*TASK DESCRIPTION*
Restate each entry word for word, leaving nothing out.

*EXERCISE DATA*
++++++++
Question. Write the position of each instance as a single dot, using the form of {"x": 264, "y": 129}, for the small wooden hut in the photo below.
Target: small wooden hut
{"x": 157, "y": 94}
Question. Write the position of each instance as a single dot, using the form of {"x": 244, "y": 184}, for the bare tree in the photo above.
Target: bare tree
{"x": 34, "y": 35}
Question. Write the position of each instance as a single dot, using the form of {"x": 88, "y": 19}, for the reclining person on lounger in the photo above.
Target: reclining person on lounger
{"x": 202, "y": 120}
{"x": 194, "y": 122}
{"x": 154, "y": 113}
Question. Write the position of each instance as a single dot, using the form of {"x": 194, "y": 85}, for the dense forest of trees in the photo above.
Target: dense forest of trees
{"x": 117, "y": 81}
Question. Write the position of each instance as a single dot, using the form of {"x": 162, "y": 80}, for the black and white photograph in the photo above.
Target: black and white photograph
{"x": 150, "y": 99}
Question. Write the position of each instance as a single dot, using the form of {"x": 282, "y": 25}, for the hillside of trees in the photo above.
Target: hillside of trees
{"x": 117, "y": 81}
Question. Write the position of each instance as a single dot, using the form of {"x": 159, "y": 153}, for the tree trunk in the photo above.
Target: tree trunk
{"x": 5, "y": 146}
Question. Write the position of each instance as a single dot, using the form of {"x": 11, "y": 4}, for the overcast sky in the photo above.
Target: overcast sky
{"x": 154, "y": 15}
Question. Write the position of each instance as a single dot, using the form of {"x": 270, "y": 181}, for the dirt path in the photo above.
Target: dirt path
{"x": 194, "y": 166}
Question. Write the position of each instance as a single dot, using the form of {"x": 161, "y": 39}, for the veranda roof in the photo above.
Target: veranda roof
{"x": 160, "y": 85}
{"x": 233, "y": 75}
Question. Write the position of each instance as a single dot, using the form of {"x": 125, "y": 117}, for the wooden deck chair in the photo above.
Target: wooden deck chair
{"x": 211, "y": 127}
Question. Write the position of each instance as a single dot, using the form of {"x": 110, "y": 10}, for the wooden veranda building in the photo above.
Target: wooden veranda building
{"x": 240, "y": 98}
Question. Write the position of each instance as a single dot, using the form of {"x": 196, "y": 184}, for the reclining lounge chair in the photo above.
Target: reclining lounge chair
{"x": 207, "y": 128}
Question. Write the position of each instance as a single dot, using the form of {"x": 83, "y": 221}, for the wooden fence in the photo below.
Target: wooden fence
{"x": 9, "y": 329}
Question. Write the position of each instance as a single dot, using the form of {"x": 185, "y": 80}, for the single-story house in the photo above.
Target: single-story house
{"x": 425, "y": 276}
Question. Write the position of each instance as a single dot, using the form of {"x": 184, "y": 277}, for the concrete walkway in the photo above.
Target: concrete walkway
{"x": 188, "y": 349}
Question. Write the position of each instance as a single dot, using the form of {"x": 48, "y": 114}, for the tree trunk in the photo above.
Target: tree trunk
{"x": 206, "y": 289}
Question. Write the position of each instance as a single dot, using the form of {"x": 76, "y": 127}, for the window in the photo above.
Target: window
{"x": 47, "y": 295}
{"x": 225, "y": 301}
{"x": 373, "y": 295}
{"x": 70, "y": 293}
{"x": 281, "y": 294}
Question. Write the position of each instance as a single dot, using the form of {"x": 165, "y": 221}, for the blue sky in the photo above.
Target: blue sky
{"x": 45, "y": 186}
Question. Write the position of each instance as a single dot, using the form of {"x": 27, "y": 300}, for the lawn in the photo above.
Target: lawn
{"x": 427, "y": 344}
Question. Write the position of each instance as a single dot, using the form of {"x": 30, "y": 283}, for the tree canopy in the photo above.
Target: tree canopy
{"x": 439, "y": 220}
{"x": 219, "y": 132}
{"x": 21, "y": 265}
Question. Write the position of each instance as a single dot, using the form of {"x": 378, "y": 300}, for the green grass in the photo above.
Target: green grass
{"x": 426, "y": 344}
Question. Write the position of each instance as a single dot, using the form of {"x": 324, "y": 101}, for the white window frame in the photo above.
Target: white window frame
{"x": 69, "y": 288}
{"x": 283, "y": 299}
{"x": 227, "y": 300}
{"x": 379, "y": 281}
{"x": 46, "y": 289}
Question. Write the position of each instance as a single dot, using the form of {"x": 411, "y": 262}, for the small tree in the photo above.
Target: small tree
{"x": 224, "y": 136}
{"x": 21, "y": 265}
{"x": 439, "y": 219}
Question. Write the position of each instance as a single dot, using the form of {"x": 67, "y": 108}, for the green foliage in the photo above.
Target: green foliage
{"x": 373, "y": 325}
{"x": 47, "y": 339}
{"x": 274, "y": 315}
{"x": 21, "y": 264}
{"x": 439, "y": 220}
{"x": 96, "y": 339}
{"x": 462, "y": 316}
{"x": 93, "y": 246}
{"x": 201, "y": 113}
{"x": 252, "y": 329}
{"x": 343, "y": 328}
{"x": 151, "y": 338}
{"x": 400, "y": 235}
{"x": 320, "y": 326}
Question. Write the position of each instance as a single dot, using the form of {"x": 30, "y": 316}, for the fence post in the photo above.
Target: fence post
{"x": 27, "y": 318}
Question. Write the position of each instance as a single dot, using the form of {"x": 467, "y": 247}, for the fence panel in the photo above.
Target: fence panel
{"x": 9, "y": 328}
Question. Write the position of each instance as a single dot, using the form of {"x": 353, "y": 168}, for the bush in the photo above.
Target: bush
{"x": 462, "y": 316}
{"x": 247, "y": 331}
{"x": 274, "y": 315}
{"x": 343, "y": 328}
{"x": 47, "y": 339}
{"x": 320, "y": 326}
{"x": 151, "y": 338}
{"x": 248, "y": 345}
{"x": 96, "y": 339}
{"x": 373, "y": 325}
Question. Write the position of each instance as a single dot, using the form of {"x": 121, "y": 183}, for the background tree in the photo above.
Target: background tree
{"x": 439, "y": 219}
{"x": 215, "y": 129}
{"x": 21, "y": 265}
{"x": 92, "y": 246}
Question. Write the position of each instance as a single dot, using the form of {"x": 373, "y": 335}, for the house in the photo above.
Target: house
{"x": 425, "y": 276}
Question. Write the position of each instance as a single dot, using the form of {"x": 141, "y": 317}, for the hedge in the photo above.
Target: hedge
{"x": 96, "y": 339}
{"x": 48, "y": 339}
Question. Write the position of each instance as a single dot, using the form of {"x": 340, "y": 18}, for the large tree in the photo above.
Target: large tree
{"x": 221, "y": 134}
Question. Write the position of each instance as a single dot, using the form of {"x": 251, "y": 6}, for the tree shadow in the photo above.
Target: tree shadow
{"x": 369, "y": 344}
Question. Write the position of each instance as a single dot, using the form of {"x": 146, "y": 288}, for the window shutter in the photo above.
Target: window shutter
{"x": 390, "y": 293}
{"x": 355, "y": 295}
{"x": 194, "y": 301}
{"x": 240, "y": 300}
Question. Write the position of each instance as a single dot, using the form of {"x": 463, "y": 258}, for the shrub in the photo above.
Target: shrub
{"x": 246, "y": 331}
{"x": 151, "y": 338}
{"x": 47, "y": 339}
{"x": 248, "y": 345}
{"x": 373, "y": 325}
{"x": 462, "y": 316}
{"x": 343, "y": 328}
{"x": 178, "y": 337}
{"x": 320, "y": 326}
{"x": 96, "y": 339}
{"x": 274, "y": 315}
++++++++
*IN RESPONSE*
Question. Write the position of each instance as a single dot, using the form of {"x": 264, "y": 129}, for the small wooden hut in the photo below.
Target: small wooden hut
{"x": 157, "y": 94}
Question. Write the position of each instance as a single dot, using the form of {"x": 244, "y": 184}, for the bare tree in the photo above.
Target: bare tree
{"x": 34, "y": 35}
Question. Write the position of each instance as a single dot, using the form of {"x": 88, "y": 19}, for the reclining person on lounger in the photo above.
Target: reclining person on lounger
{"x": 202, "y": 120}
{"x": 194, "y": 122}
{"x": 154, "y": 113}
Question. Write the position of each instance as a single dot, using the form of {"x": 194, "y": 85}, for the dense forest of trees in the photo above.
Target: dense forest of trees
{"x": 117, "y": 81}
Question. Write the position of each instance as a single dot, using the form of {"x": 162, "y": 80}, for the black and white photograph in the photo above.
Target: black and white photograph
{"x": 150, "y": 99}
Question. Write the position of each instance as a single dot, using the form of {"x": 282, "y": 25}, for the hillside of trees in the photo above.
Target: hillside of trees
{"x": 117, "y": 81}
Question. Write the position of each instance as a single dot, using the form of {"x": 159, "y": 153}, for the tree trunk in the photo above.
Target: tree trunk
{"x": 5, "y": 146}
Question. Write the position of each instance as a single dot, using the form of {"x": 11, "y": 4}, for the overcast sky in the photo above.
Target: overcast sky
{"x": 154, "y": 15}
Question. Write the position of each instance as a single dot, using the form of {"x": 270, "y": 181}, for the dirt path in the photo above.
Target: dirt path
{"x": 194, "y": 166}
Question. Write the position of each instance as a single dot, using the form of {"x": 161, "y": 39}, for the veranda roof in the photo above.
Target: veranda roof
{"x": 160, "y": 85}
{"x": 233, "y": 75}
Question. Write the position of each instance as a single dot, using the form of {"x": 125, "y": 117}, for the wooden deck chair in the photo above.
Target: wooden deck chair
{"x": 211, "y": 127}
Question. Write the position of each instance as a single dot, using the form of {"x": 110, "y": 10}, for the wooden veranda building in the photo above.
Target: wooden veranda building
{"x": 240, "y": 98}
Question. Write the position of each instance as a single dot, using the form of {"x": 196, "y": 184}, for the reclining lounge chair in the photo above.
Target: reclining lounge chair
{"x": 207, "y": 128}
Question. Write the position of each instance as a single dot, using the form of {"x": 83, "y": 221}, for the wooden fence in the photo below.
Target: wooden fence
{"x": 9, "y": 329}
Question. Write the position of each instance as a single dot, using the form of {"x": 185, "y": 80}, for the single-story house in the photo above.
Target: single-story house
{"x": 425, "y": 276}
Question. Write the position of each instance as a single dot, using the form of {"x": 184, "y": 277}, for the concrete walkway in the photo above.
Target: concrete walkway
{"x": 188, "y": 349}
Question. Write the position of each instance as a single dot, using the form of {"x": 48, "y": 114}, for the tree trunk in the photo above.
Target: tree trunk
{"x": 206, "y": 289}
Question. Write the position of each instance as a single dot, using the form of {"x": 76, "y": 127}, for the window in the photo above.
Target: window
{"x": 47, "y": 295}
{"x": 225, "y": 301}
{"x": 373, "y": 295}
{"x": 70, "y": 293}
{"x": 281, "y": 294}
Question. Write the position of each instance as a single dot, using the form of {"x": 165, "y": 221}, for the blue sky in the photo above.
Target: blue sky
{"x": 45, "y": 186}
Question. Write the position of each instance as a single dot, using the form of {"x": 27, "y": 300}, for the lawn in the photo above.
Target: lawn
{"x": 427, "y": 344}
Question. Write the position of each instance as a single dot, using the form of {"x": 30, "y": 283}, for the tree canopy in the photo above.
Target: tree canopy
{"x": 439, "y": 220}
{"x": 219, "y": 132}
{"x": 21, "y": 265}
Question. Write the position of each instance as a single dot, using the form of {"x": 378, "y": 300}, for the green grass in the photo above.
Target: green grass
{"x": 426, "y": 344}
Question. Write the position of each instance as a single dot, using the form of {"x": 324, "y": 101}, for the white window frame in the photo above.
Target: white window frame
{"x": 69, "y": 288}
{"x": 283, "y": 299}
{"x": 227, "y": 300}
{"x": 379, "y": 281}
{"x": 46, "y": 289}
Question. Write the position of each instance as a single dot, using the form of {"x": 411, "y": 262}, for the small tree in the photo above.
Target: small tree
{"x": 224, "y": 136}
{"x": 21, "y": 265}
{"x": 439, "y": 219}
Question. Write the position of each instance as a single dot, using the form of {"x": 67, "y": 108}, for the green foliage in the photo above.
Target: green foliage
{"x": 373, "y": 325}
{"x": 47, "y": 339}
{"x": 274, "y": 315}
{"x": 21, "y": 264}
{"x": 439, "y": 220}
{"x": 96, "y": 339}
{"x": 462, "y": 316}
{"x": 93, "y": 246}
{"x": 201, "y": 113}
{"x": 252, "y": 329}
{"x": 343, "y": 328}
{"x": 151, "y": 338}
{"x": 400, "y": 235}
{"x": 320, "y": 326}
Question. Write the position of each instance as a single dot, using the form of {"x": 30, "y": 316}, for the fence post in the photo above.
Target: fence post
{"x": 27, "y": 318}
Question. Write the position of each instance as a single dot, using the form of {"x": 467, "y": 247}, for the fence panel in the photo above.
Target: fence panel
{"x": 9, "y": 328}
Question. Write the position of each instance as a single dot, using the form of {"x": 353, "y": 168}, for the bush in the photo above.
Target: bush
{"x": 462, "y": 316}
{"x": 247, "y": 331}
{"x": 274, "y": 315}
{"x": 343, "y": 328}
{"x": 47, "y": 339}
{"x": 320, "y": 326}
{"x": 151, "y": 338}
{"x": 248, "y": 345}
{"x": 96, "y": 339}
{"x": 373, "y": 325}
Question. Write the position of each instance as a single dot, using the form of {"x": 121, "y": 183}, for the background tree in the photo above.
Target: background tree
{"x": 439, "y": 219}
{"x": 215, "y": 129}
{"x": 21, "y": 265}
{"x": 92, "y": 246}
Question. Write the position of each instance as a single dot, using the form of {"x": 373, "y": 335}, for the house in the photo above.
Target: house
{"x": 425, "y": 276}
Question. Write the position of each instance as a single dot, using the form of {"x": 141, "y": 317}, for the hedge in the photo above.
Target: hedge
{"x": 96, "y": 339}
{"x": 48, "y": 339}
Question. Write the position of each instance as a single dot, using the form of {"x": 340, "y": 18}, for the large tree in the photo above.
Target: large tree
{"x": 221, "y": 134}
Question. Write the position of each instance as a single dot, using the form of {"x": 251, "y": 6}, for the tree shadow in the photo above.
Target: tree shadow
{"x": 369, "y": 344}
Question. Write the position of each instance as a single dot, using the form of {"x": 146, "y": 288}, for the window shutter in the photo above.
Target: window shutter
{"x": 390, "y": 293}
{"x": 355, "y": 295}
{"x": 194, "y": 301}
{"x": 240, "y": 300}
Question. Write the position of each instance as a single dot, using the form of {"x": 463, "y": 258}, for the shrub in the photo above.
Target: shrub
{"x": 246, "y": 331}
{"x": 151, "y": 338}
{"x": 47, "y": 339}
{"x": 248, "y": 345}
{"x": 373, "y": 325}
{"x": 462, "y": 316}
{"x": 343, "y": 328}
{"x": 178, "y": 337}
{"x": 320, "y": 326}
{"x": 96, "y": 339}
{"x": 274, "y": 315}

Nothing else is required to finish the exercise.